• [Required task 1]
Repeat the part of the source excerpt between "He smiled sheepishly" and "of our ignorance.", inclusive.

• [Source excerpt]
And the ‘Trayvon’ business is news, too. You can look it up if you want to, but it strikes me, so far, as a completely temporary hiccough in the largely successful integration of white and black Americans that has been proceeding slowly but surely for the past sixty years. When the big news broke a couple of weeks ago, I was on the lookout for trouble, because – as here – it was the kind of story that invites ugly display behavior from showy hotheads. There were a few isolated incidents in other cities, but, much to its credit, Las Vegas kept its cool.
“I like your outfits,” I said to all of the boys. It was all thug-wear, but every garment had been cleaned and pressed by a real mom. “Is it your goal to make people afraid of you?”
A couple of the boys nodded eagerly, but one of the others – call him Earnest, because that he was – said, “Naw, this is just the way we roll.”
I said, “‘O wad some Pow’r the giftie gie us / To see oursels as ithers see us!’”
“Say what?!” said The Wannabe Menace.
“It’s Scots. Here it is in normal English: ‘O would some power the giftie give us, to see ourselves as others see us.’”
“Is that supposed to mean somethin’?”
“It means that if you don’t want to frighten people, you’re dressed wrong. If you look like a gangster, people will react to you like a gangster. This may be why Trayvon Martin is dead. He may have been a real thug, or he may just have been a goofy teenage kid dressed up in a thug costume. He’s dead either way.”
I was boring them, I know. Some of the boys had turned Robbie Burns into a rap poet: “‘Oh would some pow’r the giftie give us, to see ourselves as others see us!’”
“Oh, man,” I said. “That’s so fine. You hit the trochees just right, but on the off-beat. Very well done.”
“Hey, Crazy-Stupid,” The Wannabe Menace demanded. “What the hell you talkin‘ ’bout?”
“Poetry, gentlemen. The manliest of the arts.” This observation was met with mass derision, but that sort of thing impedes me not at all. With a great dudgeon, I declaimed, “‘Arma virumque cano!’ – ‘I sing of arms and the man.’ The first line of The Aeneid.”
One of the boys said, “We had that in AP Latin.”
Let’s call this young man Vergil’s Truant, bright eyes and a precision fade in his hair that only black men can pull off. Pretend gangster. Wannabe rapper. Basketball prodigy. Advanced Placement Latin. All in one kid.
“Did you read it?”
He smiled sheepishly and I knew he hadn’t. The tragedy of American public education is not that the curriculum is dumbed-down and progressively dumbered-down – though it is – but that the high school social culture anticipates that everyone will do as close to no work as possible in exchange for a straight-A transcript. We are a nation of ignoramuses, so completely self-stultified that we cannot even plumb the depths of our ignorance.

• [Records shown]
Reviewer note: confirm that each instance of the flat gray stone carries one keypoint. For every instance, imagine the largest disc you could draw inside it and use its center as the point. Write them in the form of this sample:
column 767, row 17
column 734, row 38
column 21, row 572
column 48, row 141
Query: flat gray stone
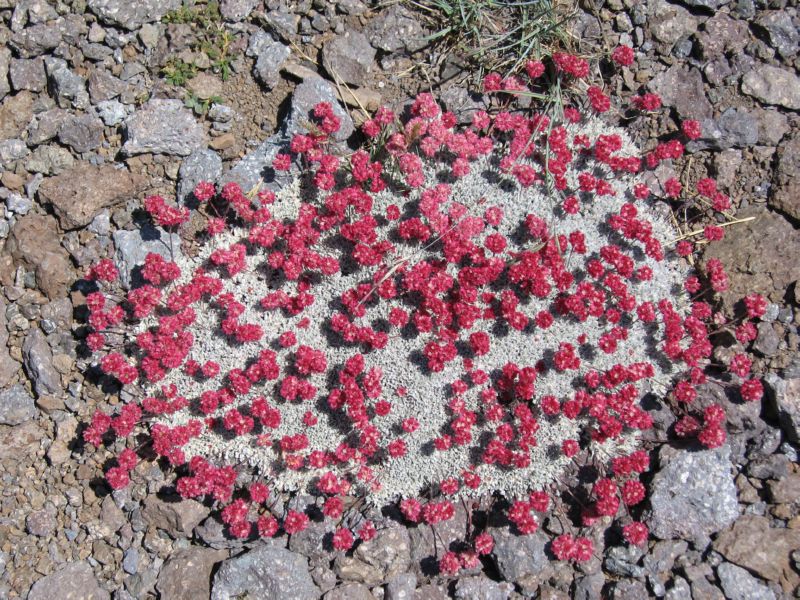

• [Required task 2]
Give every line of the listing above as a JSON list of strings, one string per line, with blank lines omitted. Leave the pictures out.

• [Exercise response 1]
He smiled sheepishly and I knew he hadn’t. The tragedy of American public education is not that the curriculum is dumbed-down and progressively dumbered-down – though it is – but that the high school social culture anticipates that everyone will do as close to no work as possible in exchange for a straight-A transcript. We are a nation of ignoramuses, so completely self-stultified that we cannot even plumb the depths of our ignorance.

• [Exercise response 2]
[
  "Reviewer note: confirm that each instance of the flat gray stone carries one keypoint. For every instance, imagine the largest disc you could draw inside it and use its center as the point. Write them in the form of this sample:",
  "column 767, row 17",
  "column 734, row 38",
  "column 21, row 572",
  "column 48, row 141",
  "Query: flat gray stone"
]